THE TASK
Decide whether each statement below agrees with the text on the generic reconciler. Answer yes or no for each, and quote the text's deciding words exactly.
1. The controller creates StatefulSet, Service, and Secret child resources when a Mysql resource is created.
2. The code shown in the text keeps all the error handling and logging logic of the working code.
3. When a Throwable is caught, the reconcile method returns a Result constructed with false.

PAGE TEXT

----------

Our controller reconciles the state of Mysql resources when it receives API events from the Kubernetes API server. It creates StatefulSet, Service, and Secret child resources in response to Mysql resource being created. It also makes sure that those child resources stay available. To do that, it needs to listen for events for those child resources. Looking at the code above we can visualize how multiple Informers feed events into a single WorkQueue:

Populating the WorkQueue

The Generic Reconciler logic

For every Request in the WorkQueue, our controller’s reconcile logic compares the state of Mysql resource with the reality. For example, if it finds that a StatefulSet doesn’t exist in the cluster, it needs to create it. Also, it needs to indicate that state in the Status section of our Mysql resource. The reconciler logic can be visualized like so:

Reconciler Logic

The reconciler logic at a high level is not very different from what reconcilers for other resource types might need to implement. So we created a generic CustomResourceReconciler which implements the logic in a generic fashion. It looks like:

import com.fnjoin.k8s.controller.config.KubernetesConnection;
import com.fasterxml.jackson.databind.ObjectMapper;
import io.kubernetes.client.common.KubernetesListObject;
import io.kubernetes.client.extended.controller.reconciler.Reconciler;
import io.kubernetes.client.extended.controller.reconciler.Request;
import io.kubernetes.client.extended.controller.reconciler.Result;
import lombok.RequiredArgsConstructor;
import lombok.SneakyThrows;
import java.util.Optional;

@RequiredArgsConstructor
public class CustomResourceReconciler<O extends CustomResource<O>, L extends KubernetesListObject> implements Reconciler {

    private final CustomResourceController<O, L> controller;

    @Override
    public Result reconcile(Request request) {
        try {
            Optional<O> obj = controller.find(request.getNamespace(), request.getName());
            if (obj.isPresent()) {
                
                O original = obj.get();
                String uid = original.getMetadata().getUid();

                boolean resourceInDesiredState = controller.isResourceInDesiredState(uid, original);
                boolean statusChangeNeeded = false;

                if (resourceInDesiredState) {
                    statusChangeNeeded = controller.isStatusChangeNeeded(uid, original);
                }

                if (!resourceInDesiredState || statusChangeNeeded) {
                    
                    // apply the changes here
                    O changed = controller.applyChanges(uid, original.deepCopy());
                    controller.applyStatusChanges(changed);

                    String resourceVersion = original.getMetadata().getResourceVersion();
                    replaceExisting(resourceVersion, changed);
                    return new Result(true);
                }
            }
        } catch (Throwable e) {
            return new Result(true);
        }
        return new Result(false);
    }

    @SneakyThrows
    public void replaceExisting(String resourceVersion, O applied) {
        applied.getMetadata().setResourceVersion(resourceVersion);
        connection.getCustomObjectsApi().replaceNamespacedCustomObject(group,
                version,
                applied.getMetadata().getNamespace(),
                plural,
                applied.getMetadata().getName(),
                applied,
                null,
                null);
    }
}

In the above code, all error handling and logging logic was removed to not distract from the core concepts - they are still present in the actual working code.

----------

DATASET EXCERPT
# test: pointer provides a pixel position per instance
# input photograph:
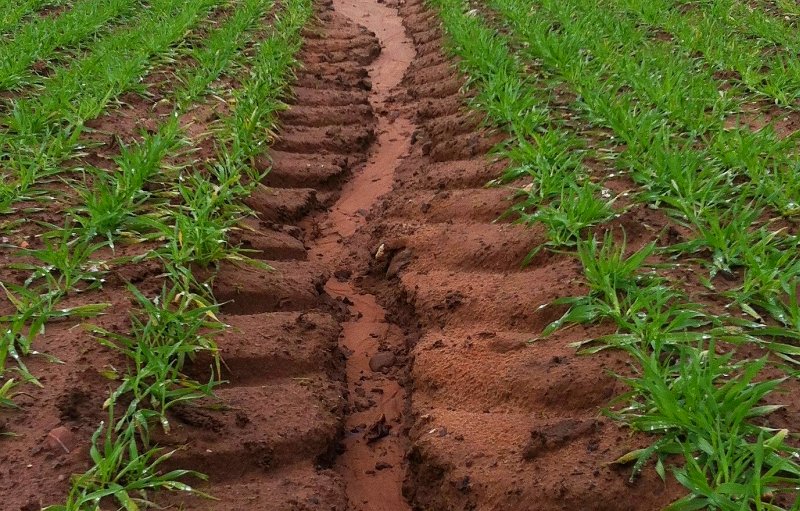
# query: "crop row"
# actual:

----------

EXERCISE RESPONSE
1. Yes: "It creates StatefulSet, Service, and Secret child resources in response to Mysql resource being created."
2. No: "all error handling and logging logic was removed to not distract from the core concepts"
3. No: "} catch (Throwable e) { return new Result(true);"